• 文書抜粋:
'''

機械を洗って事務所に戻ってみれば......
奴はまだ中なんだか ハウスなんだか、とにかくまだ帰ってきていないようで、事務所の中は真っ暗だった。
「なんだよぉ・・・・・・」
って 電気をつけた俺は、
「......ぅわぁっ」
声をあげて 二三歩を飛び退っていた。
真っ暗だった事務所の中の、事務机のところに件の“おばねぇさん”が悄然と座っていたじゃないか。
「ああぁ、びっくりした。電気もつけないでどうしたの・・・・・・」
まだ心臓が
と、“おばねぇさん”ゆっくりと、如何にもぎこちなくその顔を上げた。
――――――――その ぎくしゃくとした、緩慢な仕種が、また如何にもアレっぽくて滅法怖かったんだが
「だって、帰ろうかと思ってケータイに電話したって誰も出ないし・・・・・・」
既に べそをかいていたんだろう。その顔も 机の上も涙と鼻水に塗れて
「ああぁ、ごめんごめん。俺もだけど、きっと みんなグリーンモア*1のエンジンの音で気が付かなかったんだよ」
「キーパーだって出やしないし・・・・・・」
大きく鼻を啜って“おばねぇさん”・・・・・・その マスカラだか アイシャドウだか知らないけど黒い縁取りを さながらピエロの化粧のように頬に滴らせながら グロスの照りの疾うに落ちた唇を歪めて言った。
「キーパーも事務方やら支配人やら、あちこちから呼び出しくらっていたから、忙しいんだって・・・・・・」
「どうせ みんな仕事で忙しいんでしょ・・・・・・」
“おばねぇさん”、今度は肩に首を埋めるようにして呻くように言った。
「・・・・・・どうせ仕事優先なんだよね・・・・・・男なんてみんなそうなんだ・・・・・・」
そうして、机に両肘を着いたまま、如何にも恨めしげに俺を上目遣いに見据えたその泣き腫らした三白眼の、その もの凄さと行ったらどうだ。
「ああぁ、ごめんごめん。これから気を付けるからさぁ。今日は用事があったなら もうあがっちゃって良いからさぁ・・・・・・ほんとにご免ね・・・・・・」
どうにか言いくるめて その場を納めようとしたその時だった。

'''

• 項目一覧:
'''

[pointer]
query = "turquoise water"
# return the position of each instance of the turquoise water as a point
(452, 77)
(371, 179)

'''
'''

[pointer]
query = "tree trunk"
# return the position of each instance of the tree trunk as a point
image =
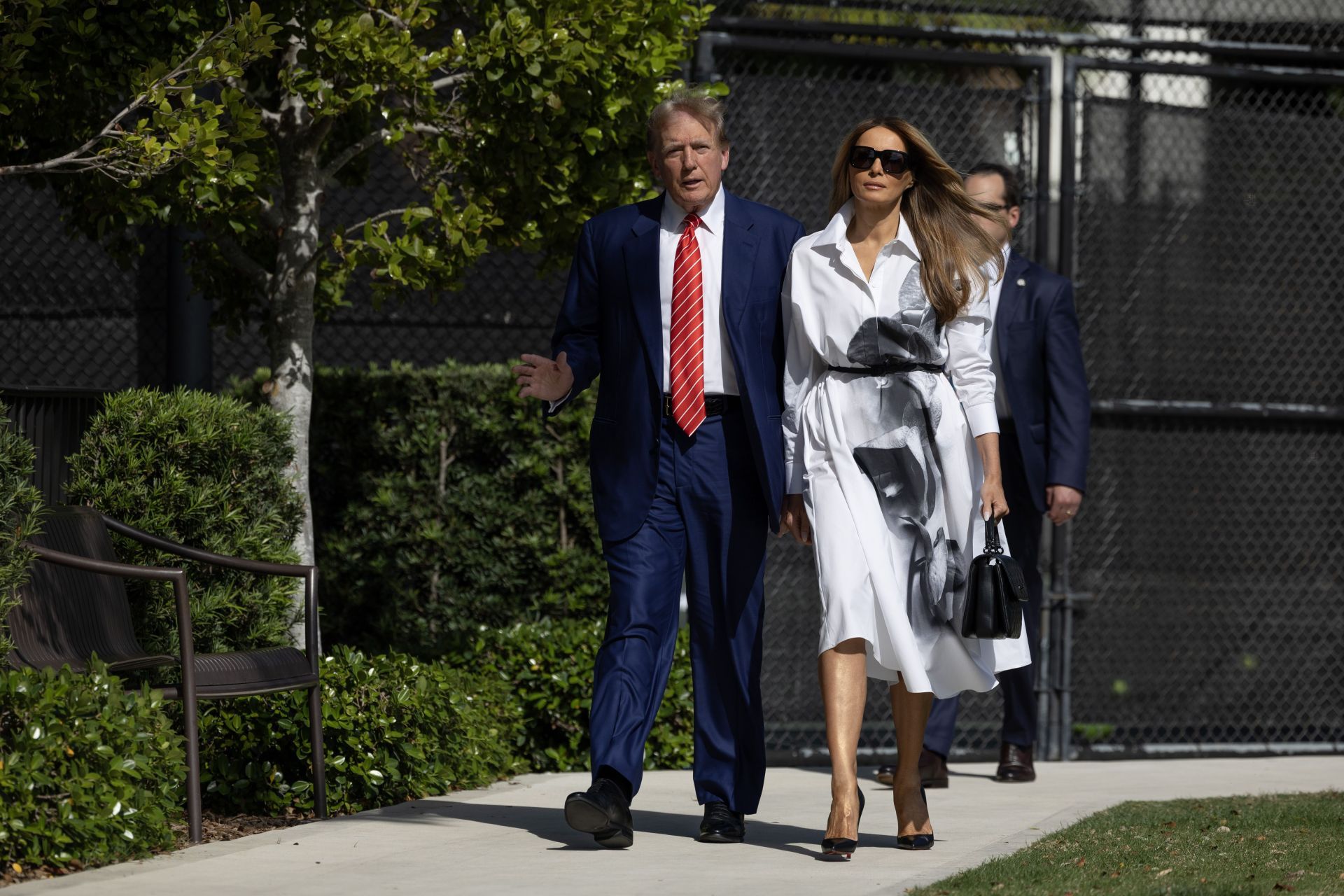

'''

• 課題 1: 文書抜粋によると、語り手が機械を洗って戻ったとき、事務所の中はどのような状態だったか。
• 課題 2: 事務所の場面を描いた文書抜粋を、最後の文に続けて書き継ぎなさい。
項目一覧の項目は、文書抜粋の内容とは関係がない。

• 解答 1: 真っ暗だった。

• 解答 2:
今日の作業日報を書き終えて 奴の机の上に置きに来た八熊や弥次喜多が、俺の脇をすり抜けて事務室に入ってきたんだが......
「なんだ まだ居たの?」
「仕事終わったなら さっさと帰ればいいのに」
......奴等あんまり無神経な言葉を あんまし無邪気に投げ付けてくれたものだから、
「きぃぃぃぃぃぃ」
その瞬間、“おばねぇさん”の相貌が一変していた。
いや、人の貌って、あんなにも変わるものなのか......
後で俺達はその話だけでお腹一杯になるくらい繰り返し語り合えたんだが、その時は それどころじゃぁ無かった。
俺の目には、椅子を蹴って立ち上がった“おばねぇさん”の身体が、いつもよりも二回りも三周りも大きく見えた。
後に弥次さんは『闘気が見えた』なんて言ったが、なんせあの小父さんも“千三つの弥次”だから真偽の程は定かではないんだが......
“おばねぇさん”やにわに吼えては事務の机を両手で叩いていた。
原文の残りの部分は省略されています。